== GIVEN PROBLEM ==
Reproduce every one of the entries below verbatim, without altering any word or figure.

== PROVIDED MATERIAL ==
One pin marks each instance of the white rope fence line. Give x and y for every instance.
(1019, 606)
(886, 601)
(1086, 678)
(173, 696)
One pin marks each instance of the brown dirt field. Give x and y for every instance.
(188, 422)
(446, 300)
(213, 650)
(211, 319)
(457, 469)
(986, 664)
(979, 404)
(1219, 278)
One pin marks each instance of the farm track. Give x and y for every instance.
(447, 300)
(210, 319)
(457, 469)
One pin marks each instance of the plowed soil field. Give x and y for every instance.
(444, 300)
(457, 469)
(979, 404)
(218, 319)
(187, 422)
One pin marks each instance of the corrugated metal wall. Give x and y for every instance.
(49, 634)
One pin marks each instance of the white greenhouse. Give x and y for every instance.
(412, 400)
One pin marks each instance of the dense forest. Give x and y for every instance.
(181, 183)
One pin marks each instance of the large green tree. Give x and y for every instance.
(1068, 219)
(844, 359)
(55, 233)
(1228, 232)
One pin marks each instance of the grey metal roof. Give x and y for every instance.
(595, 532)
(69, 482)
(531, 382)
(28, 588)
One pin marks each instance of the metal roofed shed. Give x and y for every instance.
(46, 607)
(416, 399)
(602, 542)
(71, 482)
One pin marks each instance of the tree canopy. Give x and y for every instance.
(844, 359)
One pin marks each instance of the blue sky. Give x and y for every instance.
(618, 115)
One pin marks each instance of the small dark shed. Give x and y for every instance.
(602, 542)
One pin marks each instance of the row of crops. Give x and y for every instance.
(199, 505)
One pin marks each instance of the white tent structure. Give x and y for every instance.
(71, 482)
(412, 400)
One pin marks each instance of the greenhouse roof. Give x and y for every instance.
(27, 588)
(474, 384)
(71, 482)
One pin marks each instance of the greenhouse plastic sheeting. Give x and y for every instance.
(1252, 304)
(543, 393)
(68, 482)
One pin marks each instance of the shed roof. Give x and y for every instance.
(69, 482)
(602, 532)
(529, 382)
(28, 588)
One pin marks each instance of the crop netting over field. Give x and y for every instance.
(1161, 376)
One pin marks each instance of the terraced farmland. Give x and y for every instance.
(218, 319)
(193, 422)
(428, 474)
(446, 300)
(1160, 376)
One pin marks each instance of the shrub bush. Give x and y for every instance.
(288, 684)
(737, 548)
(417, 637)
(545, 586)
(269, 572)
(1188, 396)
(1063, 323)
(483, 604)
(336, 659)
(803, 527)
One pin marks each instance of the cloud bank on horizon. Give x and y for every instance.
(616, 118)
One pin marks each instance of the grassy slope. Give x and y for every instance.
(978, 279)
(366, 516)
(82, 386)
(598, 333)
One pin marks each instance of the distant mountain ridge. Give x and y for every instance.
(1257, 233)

== WRITTEN RESPONSE ==
One pin marks each instance of the white rope fence line. Give x and y for every instance.
(1019, 606)
(886, 601)
(1086, 678)
(173, 696)
One pin marks each instance of the brown dirt field. Give x and y for every instance.
(188, 422)
(446, 300)
(213, 650)
(211, 319)
(457, 469)
(986, 664)
(979, 404)
(1219, 278)
One pin marks each instance of the farm track. Give x and y for every instance.
(447, 300)
(210, 319)
(457, 469)
One pin marks each instance of the plowed soil field. Give x and y for every instance.
(444, 300)
(457, 469)
(979, 404)
(218, 319)
(187, 422)
One pin marks each instance of the corrugated metal wall. Give x and y for every instance.
(49, 634)
One pin marks each instance of the white greenhouse. Give x and y for every instance.
(412, 400)
One pin marks each instance of the dense forest. Give x and y for every instance.
(181, 183)
One pin marks each instance of the large green tree. Give x and y for every instance.
(1068, 219)
(844, 359)
(55, 233)
(1228, 232)
One pin marks each instance of the grey metal roof. Give x and y for every instance.
(595, 532)
(69, 482)
(531, 382)
(28, 588)
One pin marks each instance of the metal roofed shed. Give x and y for every instance.
(46, 607)
(416, 399)
(602, 542)
(71, 482)
One pin marks each instance of the tree canopy. Give x and y for every instance.
(844, 359)
One pin marks each instance of the blue sky. Give x and y for every instance.
(618, 115)
One pin marks each instance of the small dark shed. Give x and y for every instance.
(602, 542)
One pin marks each instance of the row of crops. Give x and y for every instance.
(199, 505)
One pin marks each instance of the white tent structure. Give x and y for every instance.
(71, 482)
(412, 400)
One pin marks each instance of the greenhouse roof. Give x and y for every instance.
(27, 588)
(474, 384)
(71, 482)
One pin marks each instance of the greenhouse plastic sheeting. Give x and y for every instance.
(1252, 304)
(543, 393)
(68, 482)
One pin marks each instance of the shed roof. Give x and y for every instance.
(69, 482)
(602, 532)
(529, 382)
(28, 588)
One pin marks each instance of the crop netting over field. Give x and y for every instance.
(1161, 376)
One pin marks each instance of the terraced farmland. Give x and y for every instance.
(218, 319)
(193, 422)
(428, 474)
(446, 300)
(1160, 376)
One pin marks each instance of the shrub bush. Give x and y for every instance.
(288, 684)
(737, 548)
(417, 637)
(545, 586)
(269, 572)
(1188, 396)
(1063, 323)
(483, 604)
(336, 659)
(803, 527)
One pin marks each instance of the cloud bank on horizon. Give x and y for every instance.
(616, 118)
One pin marks each instance of the grassy slope. Give x and y for every instance.
(978, 279)
(366, 516)
(82, 386)
(598, 333)
One pin marks each instance of the distant mountain ridge. Give x and y for every instance.
(1257, 233)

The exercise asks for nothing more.